PAGE TEXT
# # #
Note that DataFrames cannot contain frame columns as nested Datasets are not supported in Spark.

Spark Dataset to Kotlin DataFrame

Converting Spark Datasets that are backed by data classes are again relatively simple:

@DataSchema
data class Name(
    val firstName: String,
    val lastName: String,
)

@DataSchema
data class Person(
    val name: Name,
    val age: Int,
    val city: String?,
    val weight: Int?,
    val isHappy: Boolean,
)

withSpark {
    // Spark Dataset
    val ds: Dataset<Person> = listOf(
        Person(Name("Alice", "Cooper"), 15, "London", 54, true),
        Person(Name("Bob", "Dylan"), 45, "Dubai", 87, true),
        Person(Name("Charlie", "Daniels"), 20, "Moscow", null, false),
        Person(Name("Charlie", "Chaplin"), 40, "Milan", null, true),
        Person(Name("Bob", "Marley"), 30, "Tokyo", 68, true),
        Person(Name("Alice", "Wolf"), 20, null, 55, false),
        Person(Name("Charlie", "Byrd"), 30, "Moscow", 90, true),
    ).toDS()

    val kotlinDf: DataFrame<Person> = ds.collectAsList().toDataFrame()
}

Even if you don't have data class, but a @DataSchema interface, you can still collectAsList().toDataFrame() and then just .cast<YourInterface>(verify = true) or .convertTo<YourInterface>().

If instead you don't have typing information and you want to convert a Spark Dataset<Row>(DataFrame) to a Kotlin DataFrame<Any?> we need some conversion:

import org.apache.spark.sql.*
import org.apache.spark.sql.types.StructType
import org.jetbrains.kotlinx.dataframe.*
import org.jetbrains.kotlinx.dataframe.annotations.DataSchema
import org.jetbrains.kotlinx.dataframe.api.*
import org.jetbrains.kotlinx.spark.api.*

fun Dataset<Row>.toKotlinDataFrame(schema: StructType = schema(), prefix: List<String> = emptyList()): AnyFrame =
    schema.fields().map {
        val name = it.name()
# # #
DATA ENTRIES
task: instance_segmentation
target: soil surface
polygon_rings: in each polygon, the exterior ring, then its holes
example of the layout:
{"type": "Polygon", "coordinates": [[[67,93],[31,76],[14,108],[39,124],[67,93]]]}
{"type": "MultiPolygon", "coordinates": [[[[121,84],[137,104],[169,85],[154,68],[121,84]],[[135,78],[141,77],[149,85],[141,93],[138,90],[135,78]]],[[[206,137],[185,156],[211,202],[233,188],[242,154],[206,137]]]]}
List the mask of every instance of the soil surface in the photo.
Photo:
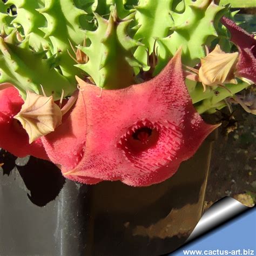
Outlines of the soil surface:
{"type": "MultiPolygon", "coordinates": [[[[228,120],[223,122],[214,143],[206,208],[225,196],[250,206],[256,200],[256,117],[241,107],[233,110],[234,119],[231,118],[229,125],[228,120]],[[237,128],[227,134],[227,126],[230,130],[235,126],[237,128]]],[[[230,116],[227,108],[221,112],[219,116],[230,116]]]]}

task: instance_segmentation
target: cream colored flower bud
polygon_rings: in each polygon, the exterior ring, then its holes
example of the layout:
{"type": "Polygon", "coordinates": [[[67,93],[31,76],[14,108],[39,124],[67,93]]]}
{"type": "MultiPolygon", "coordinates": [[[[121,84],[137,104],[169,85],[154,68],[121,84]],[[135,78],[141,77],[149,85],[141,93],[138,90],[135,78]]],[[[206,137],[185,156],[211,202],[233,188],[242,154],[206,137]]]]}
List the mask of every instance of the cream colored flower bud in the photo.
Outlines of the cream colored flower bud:
{"type": "Polygon", "coordinates": [[[201,59],[199,71],[199,80],[204,86],[224,84],[237,84],[234,72],[238,59],[238,52],[226,53],[217,44],[215,49],[201,59]]]}
{"type": "Polygon", "coordinates": [[[29,137],[29,143],[53,132],[62,122],[59,107],[52,96],[38,95],[29,91],[19,112],[14,117],[21,123],[29,137]]]}

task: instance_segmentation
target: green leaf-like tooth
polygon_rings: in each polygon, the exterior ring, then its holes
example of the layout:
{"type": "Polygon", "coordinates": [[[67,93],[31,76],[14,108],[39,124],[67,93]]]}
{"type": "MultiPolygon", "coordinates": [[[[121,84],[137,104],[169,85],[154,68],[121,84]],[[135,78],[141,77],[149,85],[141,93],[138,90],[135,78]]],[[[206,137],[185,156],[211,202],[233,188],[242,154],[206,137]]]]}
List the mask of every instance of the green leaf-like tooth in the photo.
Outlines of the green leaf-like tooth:
{"type": "Polygon", "coordinates": [[[86,32],[91,45],[81,48],[89,61],[77,65],[91,77],[97,86],[105,89],[124,87],[134,83],[133,66],[141,66],[132,52],[141,44],[126,32],[131,16],[123,21],[116,15],[114,8],[108,21],[95,14],[98,29],[86,32]]]}
{"type": "Polygon", "coordinates": [[[147,49],[151,53],[154,38],[167,36],[170,28],[173,25],[170,15],[172,2],[173,0],[142,0],[138,5],[134,6],[137,11],[136,18],[139,28],[134,38],[136,40],[142,39],[142,43],[145,45],[138,48],[134,56],[145,65],[147,65],[147,49]]]}
{"type": "Polygon", "coordinates": [[[55,100],[60,98],[63,90],[65,96],[72,92],[73,86],[69,80],[52,69],[49,60],[43,58],[46,52],[32,51],[28,42],[15,45],[6,43],[0,37],[3,53],[0,56],[0,83],[13,84],[23,98],[27,90],[39,94],[41,85],[46,95],[52,95],[55,100]]]}
{"type": "Polygon", "coordinates": [[[214,21],[217,14],[224,8],[209,0],[200,0],[194,3],[192,0],[185,0],[185,11],[173,16],[174,32],[159,39],[163,47],[159,49],[160,61],[156,68],[156,73],[168,62],[166,56],[173,56],[180,46],[183,47],[183,63],[194,66],[200,58],[205,56],[204,45],[206,42],[209,43],[209,38],[212,41],[218,36],[214,21]]]}
{"type": "Polygon", "coordinates": [[[51,48],[50,42],[44,38],[44,33],[39,29],[46,23],[44,17],[36,10],[42,6],[41,1],[9,0],[8,3],[15,5],[17,9],[12,23],[22,26],[25,37],[29,36],[30,45],[36,51],[51,48]]]}
{"type": "Polygon", "coordinates": [[[77,8],[72,0],[49,0],[43,8],[37,11],[47,21],[47,26],[41,29],[49,37],[53,45],[52,54],[58,53],[59,65],[63,75],[74,84],[75,77],[80,75],[79,69],[68,51],[72,52],[69,41],[73,45],[82,45],[84,33],[79,23],[79,17],[86,14],[77,8]]]}

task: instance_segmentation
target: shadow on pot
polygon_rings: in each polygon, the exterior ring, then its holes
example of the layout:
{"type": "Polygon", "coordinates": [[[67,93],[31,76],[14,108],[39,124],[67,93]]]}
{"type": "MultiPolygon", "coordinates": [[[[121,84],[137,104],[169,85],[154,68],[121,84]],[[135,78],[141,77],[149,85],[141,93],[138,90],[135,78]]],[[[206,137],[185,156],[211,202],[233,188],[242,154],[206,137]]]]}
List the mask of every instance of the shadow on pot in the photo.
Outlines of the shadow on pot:
{"type": "Polygon", "coordinates": [[[211,141],[172,178],[145,187],[65,182],[49,162],[12,159],[18,173],[0,179],[0,254],[149,255],[176,250],[202,214],[211,141]]]}

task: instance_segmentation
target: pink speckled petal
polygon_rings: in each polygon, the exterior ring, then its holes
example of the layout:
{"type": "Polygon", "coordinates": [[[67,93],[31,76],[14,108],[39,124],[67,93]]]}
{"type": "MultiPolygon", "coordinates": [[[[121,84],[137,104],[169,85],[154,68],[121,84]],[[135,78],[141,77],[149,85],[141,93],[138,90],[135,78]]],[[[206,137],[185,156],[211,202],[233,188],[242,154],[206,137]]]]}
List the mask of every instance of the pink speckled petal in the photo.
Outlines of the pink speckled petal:
{"type": "Polygon", "coordinates": [[[120,180],[132,186],[161,182],[216,127],[204,122],[193,106],[180,51],[145,83],[103,90],[100,97],[100,88],[85,82],[80,86],[63,127],[43,140],[51,160],[73,180],[120,180]]]}

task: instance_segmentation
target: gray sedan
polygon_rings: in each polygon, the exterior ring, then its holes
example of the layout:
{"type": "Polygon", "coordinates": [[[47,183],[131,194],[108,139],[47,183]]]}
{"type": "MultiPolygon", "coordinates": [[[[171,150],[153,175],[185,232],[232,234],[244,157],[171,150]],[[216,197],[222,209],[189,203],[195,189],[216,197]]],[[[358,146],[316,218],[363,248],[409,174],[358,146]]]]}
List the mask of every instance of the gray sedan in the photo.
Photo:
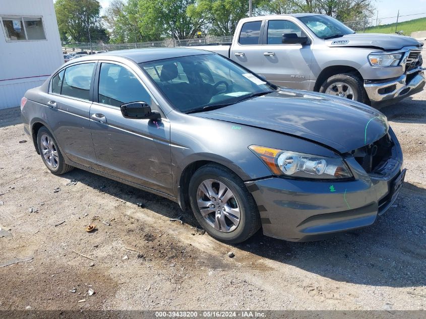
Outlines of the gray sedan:
{"type": "Polygon", "coordinates": [[[21,102],[47,168],[73,167],[192,209],[212,237],[317,240],[373,224],[403,181],[383,114],[277,87],[185,48],[70,61],[21,102]]]}

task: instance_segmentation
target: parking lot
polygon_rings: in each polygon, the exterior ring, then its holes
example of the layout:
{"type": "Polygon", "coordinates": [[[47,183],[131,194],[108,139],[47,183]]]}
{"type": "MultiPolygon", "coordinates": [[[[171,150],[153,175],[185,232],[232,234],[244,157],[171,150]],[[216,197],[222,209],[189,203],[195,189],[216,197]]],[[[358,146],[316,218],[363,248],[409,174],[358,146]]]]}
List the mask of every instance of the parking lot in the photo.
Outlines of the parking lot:
{"type": "Polygon", "coordinates": [[[407,172],[377,223],[314,242],[259,232],[234,246],[162,198],[80,169],[50,174],[19,108],[0,111],[0,308],[425,309],[426,91],[381,110],[407,172]]]}

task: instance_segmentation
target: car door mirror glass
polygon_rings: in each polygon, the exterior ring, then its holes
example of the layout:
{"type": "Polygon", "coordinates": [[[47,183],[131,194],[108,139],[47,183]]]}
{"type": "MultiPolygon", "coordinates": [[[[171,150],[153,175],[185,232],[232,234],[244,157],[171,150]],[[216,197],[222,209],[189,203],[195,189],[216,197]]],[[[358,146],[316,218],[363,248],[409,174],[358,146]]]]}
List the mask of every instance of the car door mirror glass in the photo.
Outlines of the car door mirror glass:
{"type": "Polygon", "coordinates": [[[306,44],[309,43],[309,40],[308,37],[305,34],[302,36],[298,37],[296,33],[284,33],[282,35],[283,43],[285,44],[306,44]]]}
{"type": "Polygon", "coordinates": [[[127,118],[149,118],[157,119],[160,118],[160,113],[151,109],[148,103],[145,102],[132,102],[122,104],[120,109],[123,116],[127,118]]]}

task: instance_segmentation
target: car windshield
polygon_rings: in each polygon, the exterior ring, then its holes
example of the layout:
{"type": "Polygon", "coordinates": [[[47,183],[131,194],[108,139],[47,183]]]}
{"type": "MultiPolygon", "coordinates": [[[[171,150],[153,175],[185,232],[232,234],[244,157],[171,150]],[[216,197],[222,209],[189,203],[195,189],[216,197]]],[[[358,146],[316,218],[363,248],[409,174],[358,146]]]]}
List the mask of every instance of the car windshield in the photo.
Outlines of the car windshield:
{"type": "Polygon", "coordinates": [[[353,30],[329,16],[306,16],[298,19],[322,39],[333,39],[355,33],[353,30]]]}
{"type": "Polygon", "coordinates": [[[181,112],[218,108],[277,89],[217,54],[181,56],[140,63],[181,112]]]}

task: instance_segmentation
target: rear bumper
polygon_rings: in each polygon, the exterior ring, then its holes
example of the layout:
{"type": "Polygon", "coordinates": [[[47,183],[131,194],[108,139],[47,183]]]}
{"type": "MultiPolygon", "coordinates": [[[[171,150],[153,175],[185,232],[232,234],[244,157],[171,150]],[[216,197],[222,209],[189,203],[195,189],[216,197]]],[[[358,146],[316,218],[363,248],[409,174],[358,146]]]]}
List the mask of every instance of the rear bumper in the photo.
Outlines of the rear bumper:
{"type": "Polygon", "coordinates": [[[364,88],[373,106],[394,103],[422,90],[426,83],[423,69],[419,67],[390,80],[364,81],[364,88]]]}
{"type": "MultiPolygon", "coordinates": [[[[386,168],[386,176],[364,173],[342,181],[271,177],[246,182],[257,204],[264,234],[309,241],[372,225],[392,205],[400,189],[394,188],[398,177],[403,177],[402,153],[399,145],[396,148],[397,158],[386,168]]],[[[348,164],[357,164],[354,160],[348,164]]],[[[355,167],[353,171],[361,171],[355,167]]]]}

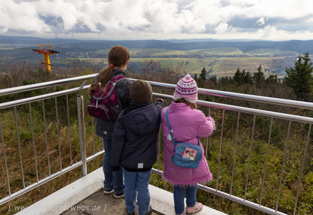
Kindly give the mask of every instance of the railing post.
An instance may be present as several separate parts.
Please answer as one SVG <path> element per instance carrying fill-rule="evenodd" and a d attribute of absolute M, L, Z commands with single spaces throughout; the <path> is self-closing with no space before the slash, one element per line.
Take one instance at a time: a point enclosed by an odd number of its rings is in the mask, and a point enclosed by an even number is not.
<path fill-rule="evenodd" d="M 79 130 L 79 145 L 80 160 L 83 162 L 81 177 L 87 174 L 87 159 L 86 156 L 86 140 L 85 139 L 85 120 L 84 115 L 84 96 L 77 95 L 77 110 L 78 113 L 78 128 Z"/>

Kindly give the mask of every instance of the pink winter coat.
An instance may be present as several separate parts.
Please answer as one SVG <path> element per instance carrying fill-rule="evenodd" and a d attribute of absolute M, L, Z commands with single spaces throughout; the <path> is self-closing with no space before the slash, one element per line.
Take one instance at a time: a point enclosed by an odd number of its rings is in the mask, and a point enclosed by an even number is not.
<path fill-rule="evenodd" d="M 212 134 L 215 125 L 210 117 L 207 118 L 200 110 L 192 109 L 184 103 L 172 102 L 169 107 L 165 108 L 161 113 L 162 129 L 164 135 L 164 166 L 162 178 L 174 185 L 185 186 L 203 183 L 212 180 L 212 174 L 203 155 L 199 166 L 195 169 L 179 167 L 171 159 L 174 147 L 172 141 L 167 137 L 169 134 L 165 118 L 165 111 L 168 110 L 168 119 L 175 142 L 198 143 L 198 137 L 204 138 Z"/>

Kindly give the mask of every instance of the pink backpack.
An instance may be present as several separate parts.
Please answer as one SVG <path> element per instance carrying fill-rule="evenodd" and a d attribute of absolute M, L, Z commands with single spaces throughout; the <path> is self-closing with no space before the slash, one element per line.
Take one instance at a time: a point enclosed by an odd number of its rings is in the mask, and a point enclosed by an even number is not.
<path fill-rule="evenodd" d="M 118 81 L 126 79 L 123 76 L 115 76 L 109 81 L 101 92 L 99 83 L 86 108 L 89 115 L 95 118 L 108 120 L 117 119 L 123 109 L 115 93 L 115 86 Z"/>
# # #
EXERCISE TASKS
a: According to the Spark conversion text, why can DataFrames not contain frame columns?
b: State whether each statement agrees with the Spark conversion text, answering yes or no and quoting the deciding words. (i) In the Person data class, the city property is declared as nullable. (ii) Having only a @DataSchema interface instead of a data class prevents conversion to a Kotlin DataFrame. (iii) The toKotlinDataFrame function gives its prefix parameter an empty list as the default value.
c: Write the next part of the Spark conversion text, starting from the point at which it stops.
The entries are separate material with no connection to the Spark conversion text.

RESPONSE LIST
a: Nested Datasets are not supported in Spark.

b:
(i) Yes: "val city: String?,"
(ii) No: "Even if you don't have data class, but a @DataSchema interface, you can still collectAsList().toDataFrame()"
(iii) Yes: "prefix: List<String> = emptyList()"

c:
        when (val dataType = it.dataType()) {
            is StructType ->
                DataColumn.createColumnGroup(
                    name = name,
                    df = toKotlinDataFrame(dataType, prefix + name),
                )

            else ->
                DataColumn.createWithTypeInference(
                    name = name,
                    values = select((prefix + name).joinToString("."))
                        .collectAsList()
                        .map { it[0] },
                    nullable = it.nullable(),
                )
        }
    }.toDataFrame()

withSpark {
    // Spark Dataset
    val ds: Dataset<Row> = ...

    val kotlinDf: DataFrame<*> = ds.toKotlinDataFrame()
    
}

Jupyter

For Jupyter, I've only got a couple of notes. If you want to use Spark and DataFrame in the same notebook, make sure you import DataFrame first! Like %use dataframe, spark. This is important, to introduce DataFrame to the classloader of Spark and can prevent lots of future errors.

Also, note withSpark {} is not necessary, as a single Spark session is used while the notebook is opened.